**WHAT TO WORK ON**
A word-for-word copy of the records that follow is needed, with every picture omitted.

[SOURCE MATERIAL]

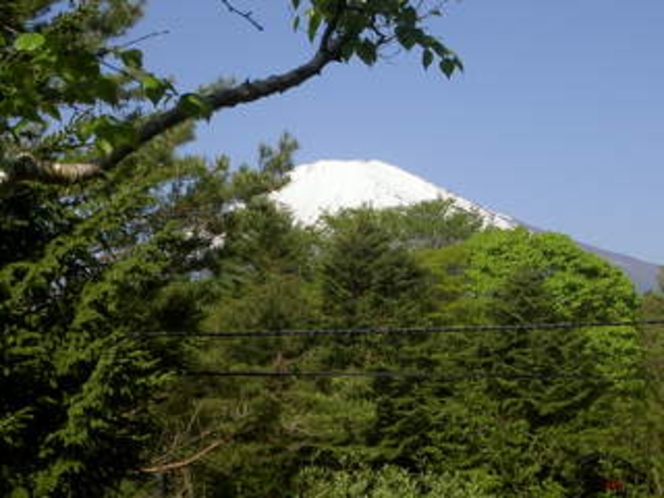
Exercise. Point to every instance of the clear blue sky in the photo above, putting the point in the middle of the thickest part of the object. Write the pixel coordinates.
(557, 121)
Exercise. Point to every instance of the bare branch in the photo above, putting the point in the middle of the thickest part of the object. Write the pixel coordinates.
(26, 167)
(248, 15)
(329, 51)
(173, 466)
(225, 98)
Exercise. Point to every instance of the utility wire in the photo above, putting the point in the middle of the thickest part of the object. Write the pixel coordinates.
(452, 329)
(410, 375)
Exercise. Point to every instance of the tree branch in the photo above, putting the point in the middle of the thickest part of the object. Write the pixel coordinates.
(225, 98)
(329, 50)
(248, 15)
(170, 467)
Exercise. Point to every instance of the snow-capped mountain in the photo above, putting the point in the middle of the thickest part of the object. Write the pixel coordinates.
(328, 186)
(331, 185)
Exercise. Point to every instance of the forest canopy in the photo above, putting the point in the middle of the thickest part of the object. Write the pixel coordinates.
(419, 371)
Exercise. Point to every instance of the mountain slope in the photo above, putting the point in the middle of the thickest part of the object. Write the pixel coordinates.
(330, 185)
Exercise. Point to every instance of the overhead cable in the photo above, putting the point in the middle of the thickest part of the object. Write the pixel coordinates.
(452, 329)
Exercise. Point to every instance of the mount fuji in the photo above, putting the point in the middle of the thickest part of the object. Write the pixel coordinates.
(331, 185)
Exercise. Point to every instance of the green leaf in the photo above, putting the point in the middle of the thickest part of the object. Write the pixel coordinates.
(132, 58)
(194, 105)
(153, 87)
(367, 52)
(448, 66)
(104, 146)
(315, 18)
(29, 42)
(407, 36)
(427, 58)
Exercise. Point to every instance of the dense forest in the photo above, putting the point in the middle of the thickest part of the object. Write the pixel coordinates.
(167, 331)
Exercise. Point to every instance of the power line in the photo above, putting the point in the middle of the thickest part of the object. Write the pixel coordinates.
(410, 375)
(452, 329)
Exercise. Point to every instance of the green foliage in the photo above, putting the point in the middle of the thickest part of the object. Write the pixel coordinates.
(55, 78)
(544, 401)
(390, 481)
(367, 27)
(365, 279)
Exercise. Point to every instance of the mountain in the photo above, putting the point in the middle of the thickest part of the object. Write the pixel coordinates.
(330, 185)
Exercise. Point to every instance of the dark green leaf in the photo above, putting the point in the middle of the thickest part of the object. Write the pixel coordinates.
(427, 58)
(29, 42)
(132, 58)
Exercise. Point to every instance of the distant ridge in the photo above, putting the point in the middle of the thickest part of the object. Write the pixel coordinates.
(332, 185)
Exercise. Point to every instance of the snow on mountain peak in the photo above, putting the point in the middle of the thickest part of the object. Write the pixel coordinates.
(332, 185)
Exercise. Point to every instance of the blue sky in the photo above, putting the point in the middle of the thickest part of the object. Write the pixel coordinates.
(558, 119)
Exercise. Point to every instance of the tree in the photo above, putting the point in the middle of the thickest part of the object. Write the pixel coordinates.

[/SOURCE MATERIAL]

**RESULT OF THE EXERCISE**
Exercise. Point to every instance of the clear blue sky in the photo above, putting the point in the middle of the thickest part of the object. Write the pixel coordinates.
(557, 121)
Exercise. Point to every instance of the bare branch in the photo above, putting the point in the middle of the thickest part of the object. Write the pixel coordinates.
(26, 167)
(248, 15)
(329, 51)
(173, 466)
(225, 98)
Exercise. Point to every instance of the utility wire in the photo above, putting the point in the middle of the thickest part of the object. Write the pixel coordinates.
(452, 329)
(410, 375)
Exercise. Point to every instance of the tree branch in the photo above, putting the point in the middle of the thickest part of the object. Write the pixel coordinates.
(225, 98)
(329, 50)
(248, 15)
(170, 467)
Exercise. Point to every instance of the snow-capped mountain in the photo above, putting the point in the middle of the thickest part of the object. Write the pixel coordinates.
(328, 186)
(331, 185)
Exercise. Point to every instance of the forest canopy in the photo above, putting the point in the middle of the thickest part of the object. Write the pixel coordinates.
(419, 371)
Exercise. Point to every instance of the mountain slope in the photo above, putting the point in the middle of the thickest part of the object. Write the pixel coordinates.
(330, 185)
Exercise. Point to every instance of the overhead cable in the photo above, putting the point in the middle of the thickest part of the object. Write the pixel coordinates.
(452, 329)
Exercise. Point to every instance of the mount fuji in the photo above, putting the point in the middle of the thickest part of the object. Write the pixel coordinates.
(331, 185)
Exercise. Point to every instance of the green leaf in the photo above, putting the point in the middle of the thickest part of the object. Write the pixel coordinates.
(132, 58)
(194, 105)
(153, 87)
(367, 52)
(448, 66)
(104, 146)
(315, 18)
(29, 42)
(407, 36)
(427, 58)
Exercise. Point to every instance of the dense forest in the photo above, putting the point in the middle of the thickest part of the object. Write the pixel coordinates.
(167, 331)
Exercise. Point to every instance of the power line in the photo above, putting the point in the middle of the thickest part of the object. Write the pixel coordinates.
(410, 375)
(452, 329)
Exercise. Point to every instance of the green foliage in the photo above, putting the point in the middle of the thickest part of the object. Write the pixel coordinates.
(55, 78)
(544, 401)
(390, 481)
(367, 27)
(365, 279)
Exercise. Point to every instance of the mountain in the photo above, putting the point in the middle of the thickest part of the object. Write the pixel coordinates.
(330, 185)
Exercise. Point to every instance of the dark green leaf in the photo above, putting the point in the middle of the thickest part of the object. Write the pixel coordinates.
(427, 58)
(29, 42)
(132, 58)
Exercise. Point to every instance of the distant ridge in the photo above, putting the point in the middle of the thickest part of the object. Write the pixel coordinates.
(332, 185)
Exercise. Point to every instance of the snow on mountain peak in the photo above, putting the point in the middle of the thickest part of the object. Write the pixel coordinates.
(332, 185)
Exercise. Point to every instance of the blue sky in the photo above, putting the point in the middle of the thickest part of the object. Write the pixel coordinates.
(558, 119)
Exercise. Point to every instance of the tree in the photo above, putting the point in the middle of the thickest part of the object. Write the pixel coordinates.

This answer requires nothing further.